- _Set problem 1_: Translate this sentence from the gardening post into Spanish: "This one is a nice clear red with a yellow flash."

- _Quoted passage_:
================
For a couple of days this week I was enjoying the company of my four sisters, something that has happened only at weddings and funerals since we were kids. A lot more eating and drinking went on than gardening as a result. They are now gone and life has returned to normal, with today spent weeding, pruning, shredding, sowing seeds (Cyclamen graecum and Camellia) and planting bulbs. It looks like the plunge of arctic air that is bringing two or three nights of frost to much of the UK is going to miss us in the south west, meaning our tardiness getting tender things under cover will go unpunished, but there is still a sense that summer is well and truly over and preparations for winter are the order of the day.
Unsurprisingly, it is starting to get a little harder to find six things to feature, at least without bending the rules. Should you be interested in such things, they are in the participants guide, but no-one is going to be waving a big stick if you break them and we always love to welcome new sixers. Onward and upward then, with this week’s offering.
One.
Alstroemeria ‘Summer Heat’. Had I realised that Alstroemeria ‘Indian Summer’ was one of a series, the Summer Paradise Series? I think I may have done, in fact I have ‘Summer Breeze’, another in the series, so I’m sure I knew. ‘Indian Summer’ is just so good, flowering for longer than just about anything else in the garden, so if any of the rest of the series were to turn out to be as good, it would be good news. I don’t think ‘Summer Breeze’ quite manages it, but ‘Summer Heat’, which we’ve only had for a year, just might. I have to grow Alstroemerias in pots to get decent results, otherwise slugs browse on the new shoots and without new shoots, they stop flowering. This one is a nice clear red with a yellow flash. I’m a little embarrassed by the dead shoots that haven’t been removed.


Two.
================
- _Task input_:
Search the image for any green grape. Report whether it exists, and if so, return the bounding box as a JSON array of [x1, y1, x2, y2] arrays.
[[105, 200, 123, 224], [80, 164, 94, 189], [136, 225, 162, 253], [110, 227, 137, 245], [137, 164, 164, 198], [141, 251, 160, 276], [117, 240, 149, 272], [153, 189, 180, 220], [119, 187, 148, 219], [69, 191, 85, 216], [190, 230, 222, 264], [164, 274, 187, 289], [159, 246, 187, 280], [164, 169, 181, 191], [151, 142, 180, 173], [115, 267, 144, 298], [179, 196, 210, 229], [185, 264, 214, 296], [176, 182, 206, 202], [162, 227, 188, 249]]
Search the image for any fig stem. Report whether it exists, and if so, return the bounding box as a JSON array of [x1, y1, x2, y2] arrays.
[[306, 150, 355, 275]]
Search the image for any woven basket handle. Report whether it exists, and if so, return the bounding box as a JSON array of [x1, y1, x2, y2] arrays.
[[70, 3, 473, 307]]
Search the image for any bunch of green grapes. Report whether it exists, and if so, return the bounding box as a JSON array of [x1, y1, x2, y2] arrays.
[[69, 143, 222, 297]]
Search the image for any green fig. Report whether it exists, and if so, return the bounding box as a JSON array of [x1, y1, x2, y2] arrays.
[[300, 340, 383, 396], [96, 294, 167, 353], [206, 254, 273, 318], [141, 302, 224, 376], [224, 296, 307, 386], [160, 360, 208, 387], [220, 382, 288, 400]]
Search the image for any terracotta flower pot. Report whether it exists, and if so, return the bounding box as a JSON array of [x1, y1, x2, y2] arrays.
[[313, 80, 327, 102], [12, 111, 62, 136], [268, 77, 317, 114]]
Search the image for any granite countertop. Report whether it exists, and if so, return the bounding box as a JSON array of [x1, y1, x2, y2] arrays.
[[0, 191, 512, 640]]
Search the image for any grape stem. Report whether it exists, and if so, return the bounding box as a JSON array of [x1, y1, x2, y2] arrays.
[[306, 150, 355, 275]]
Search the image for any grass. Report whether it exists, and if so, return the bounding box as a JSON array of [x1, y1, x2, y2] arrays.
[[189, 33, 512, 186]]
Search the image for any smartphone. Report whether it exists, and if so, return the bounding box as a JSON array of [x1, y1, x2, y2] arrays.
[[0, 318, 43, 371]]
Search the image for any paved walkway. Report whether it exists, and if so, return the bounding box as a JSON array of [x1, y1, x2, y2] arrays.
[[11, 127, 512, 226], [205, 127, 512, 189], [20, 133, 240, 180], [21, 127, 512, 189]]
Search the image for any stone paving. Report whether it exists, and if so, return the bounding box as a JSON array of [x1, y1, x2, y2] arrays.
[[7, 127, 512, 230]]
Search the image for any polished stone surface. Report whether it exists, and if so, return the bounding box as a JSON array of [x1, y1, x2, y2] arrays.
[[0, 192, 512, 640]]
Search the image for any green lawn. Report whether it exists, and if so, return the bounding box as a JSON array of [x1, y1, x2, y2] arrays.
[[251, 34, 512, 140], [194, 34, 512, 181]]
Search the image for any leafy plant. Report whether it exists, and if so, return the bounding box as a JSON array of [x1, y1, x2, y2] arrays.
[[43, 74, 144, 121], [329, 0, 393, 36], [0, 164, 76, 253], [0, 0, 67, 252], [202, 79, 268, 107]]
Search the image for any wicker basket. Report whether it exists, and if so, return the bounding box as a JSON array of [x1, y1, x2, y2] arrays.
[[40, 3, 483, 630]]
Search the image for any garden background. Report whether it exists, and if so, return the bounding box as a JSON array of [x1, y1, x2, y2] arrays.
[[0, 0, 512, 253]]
================
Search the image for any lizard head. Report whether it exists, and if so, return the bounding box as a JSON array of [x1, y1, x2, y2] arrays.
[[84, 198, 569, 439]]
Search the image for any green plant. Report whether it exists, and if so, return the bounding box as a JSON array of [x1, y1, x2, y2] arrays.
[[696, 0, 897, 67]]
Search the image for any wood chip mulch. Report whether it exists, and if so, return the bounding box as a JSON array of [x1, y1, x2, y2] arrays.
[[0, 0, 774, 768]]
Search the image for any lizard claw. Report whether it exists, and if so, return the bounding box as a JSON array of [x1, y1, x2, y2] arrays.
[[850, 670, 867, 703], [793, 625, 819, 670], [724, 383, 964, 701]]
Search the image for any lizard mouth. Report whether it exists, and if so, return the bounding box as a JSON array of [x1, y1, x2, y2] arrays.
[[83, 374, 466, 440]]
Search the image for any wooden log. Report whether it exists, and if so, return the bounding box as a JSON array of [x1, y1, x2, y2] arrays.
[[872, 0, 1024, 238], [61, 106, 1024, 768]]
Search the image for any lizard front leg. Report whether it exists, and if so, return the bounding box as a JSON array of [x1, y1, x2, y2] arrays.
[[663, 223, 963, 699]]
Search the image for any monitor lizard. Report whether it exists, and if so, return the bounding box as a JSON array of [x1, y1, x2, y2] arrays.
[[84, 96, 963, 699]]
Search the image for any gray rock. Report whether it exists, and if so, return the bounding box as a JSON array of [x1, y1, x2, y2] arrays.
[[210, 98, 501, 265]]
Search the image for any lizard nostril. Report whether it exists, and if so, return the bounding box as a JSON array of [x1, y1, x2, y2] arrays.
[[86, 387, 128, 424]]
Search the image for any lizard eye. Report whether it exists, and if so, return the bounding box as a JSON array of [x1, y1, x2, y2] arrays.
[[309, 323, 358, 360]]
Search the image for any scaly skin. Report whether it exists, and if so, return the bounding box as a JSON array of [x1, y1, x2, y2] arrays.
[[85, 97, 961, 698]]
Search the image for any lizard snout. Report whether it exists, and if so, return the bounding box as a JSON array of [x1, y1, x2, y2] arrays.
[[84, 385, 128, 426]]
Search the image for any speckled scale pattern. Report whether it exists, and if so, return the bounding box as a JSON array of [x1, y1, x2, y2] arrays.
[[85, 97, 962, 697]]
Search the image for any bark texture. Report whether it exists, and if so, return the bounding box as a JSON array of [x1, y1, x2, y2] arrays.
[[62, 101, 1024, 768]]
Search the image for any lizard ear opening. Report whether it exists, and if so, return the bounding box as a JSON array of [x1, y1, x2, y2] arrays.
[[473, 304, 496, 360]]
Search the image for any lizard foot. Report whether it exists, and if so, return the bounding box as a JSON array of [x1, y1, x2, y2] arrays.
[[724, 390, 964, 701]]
================
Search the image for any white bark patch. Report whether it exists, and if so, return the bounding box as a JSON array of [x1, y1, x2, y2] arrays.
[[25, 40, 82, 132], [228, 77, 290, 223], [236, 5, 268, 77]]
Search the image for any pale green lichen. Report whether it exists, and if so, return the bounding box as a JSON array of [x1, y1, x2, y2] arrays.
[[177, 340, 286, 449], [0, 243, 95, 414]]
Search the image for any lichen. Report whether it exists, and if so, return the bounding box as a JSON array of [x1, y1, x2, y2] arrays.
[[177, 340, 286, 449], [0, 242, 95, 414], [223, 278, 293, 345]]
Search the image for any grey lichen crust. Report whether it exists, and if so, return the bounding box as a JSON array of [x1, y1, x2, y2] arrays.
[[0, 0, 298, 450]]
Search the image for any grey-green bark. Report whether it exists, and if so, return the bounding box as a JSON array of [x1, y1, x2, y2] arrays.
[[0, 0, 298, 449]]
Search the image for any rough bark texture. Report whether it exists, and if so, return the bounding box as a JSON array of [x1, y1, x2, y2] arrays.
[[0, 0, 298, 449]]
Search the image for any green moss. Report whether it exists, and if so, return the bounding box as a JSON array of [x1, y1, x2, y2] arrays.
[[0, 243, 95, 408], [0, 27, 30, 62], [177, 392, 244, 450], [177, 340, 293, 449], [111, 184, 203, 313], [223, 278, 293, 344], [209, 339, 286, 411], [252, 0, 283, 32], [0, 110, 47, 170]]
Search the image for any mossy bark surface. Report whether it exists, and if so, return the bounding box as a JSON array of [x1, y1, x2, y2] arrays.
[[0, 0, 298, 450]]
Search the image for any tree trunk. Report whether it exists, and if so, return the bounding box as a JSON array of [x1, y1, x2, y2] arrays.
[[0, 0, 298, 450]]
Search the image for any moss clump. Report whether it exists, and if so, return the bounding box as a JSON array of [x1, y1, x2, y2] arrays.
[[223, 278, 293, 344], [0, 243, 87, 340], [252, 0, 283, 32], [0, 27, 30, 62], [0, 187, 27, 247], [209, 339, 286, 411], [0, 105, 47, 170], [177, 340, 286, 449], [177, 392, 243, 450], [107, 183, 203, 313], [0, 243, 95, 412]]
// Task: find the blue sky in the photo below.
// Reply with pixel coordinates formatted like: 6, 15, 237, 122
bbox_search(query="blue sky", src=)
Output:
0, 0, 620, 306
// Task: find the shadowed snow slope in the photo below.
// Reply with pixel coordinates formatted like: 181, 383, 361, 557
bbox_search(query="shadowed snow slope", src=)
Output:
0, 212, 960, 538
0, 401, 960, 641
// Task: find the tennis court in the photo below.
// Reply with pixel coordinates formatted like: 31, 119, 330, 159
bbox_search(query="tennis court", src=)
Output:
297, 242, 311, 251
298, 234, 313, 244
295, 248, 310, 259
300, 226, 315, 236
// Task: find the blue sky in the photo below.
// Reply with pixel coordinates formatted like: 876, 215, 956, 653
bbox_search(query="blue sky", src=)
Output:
================
- _Set problem 2_: Please express the entries from the line with "Search the image for any leafy" to the line with "[[0, 0, 512, 253]]" as a JSON list of strings, one string per line.

- _Full answer 1_: Esta es de un rojo claro y bonito con un toque amarillo.

- _Full answer 2_:
[
  "Search the image for any leafy plant. Report whether it exists, and if so, return the bounding box as a JSON array of [x1, y1, x2, y2] arrays.",
  "[[43, 74, 144, 121], [329, 0, 393, 36], [0, 164, 76, 253], [0, 0, 67, 252], [202, 79, 268, 107]]",
  "Search the image for any wicker basket. Report whether it exists, and if so, return the bounding box as a JSON array of [x1, y1, x2, y2] arrays.",
  "[[40, 3, 483, 630]]",
  "Search the image for any garden background. Report whether it exists, and if so, return the bounding box as a JSON array of [x1, y1, x2, y2] arrays.",
  "[[0, 0, 512, 253]]"
]